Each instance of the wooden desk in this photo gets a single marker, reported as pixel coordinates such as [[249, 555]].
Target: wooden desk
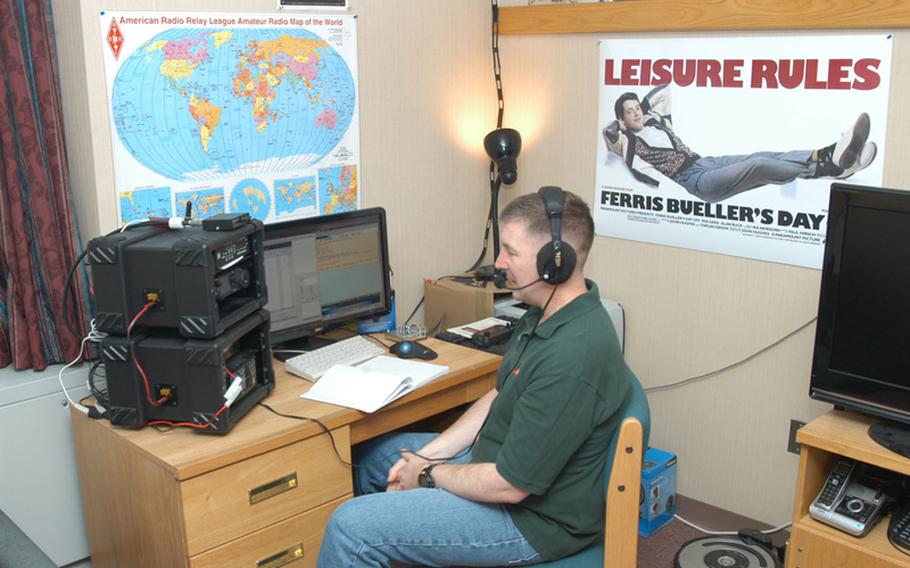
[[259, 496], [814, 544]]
---
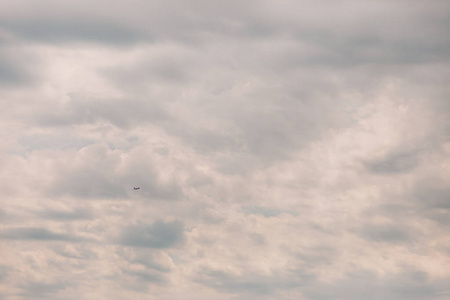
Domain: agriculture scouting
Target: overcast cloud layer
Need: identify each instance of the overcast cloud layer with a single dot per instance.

__What you have to do__. Copy the items word for word, beginning at the line that contains "Domain: agriculture scouting" and stopping after the line that contains "Need: identify each".

__Final result__.
Domain: agriculture scouting
Target: overcast cloud layer
Need: identify each instance of the overcast cloud layer with a single dot per instance.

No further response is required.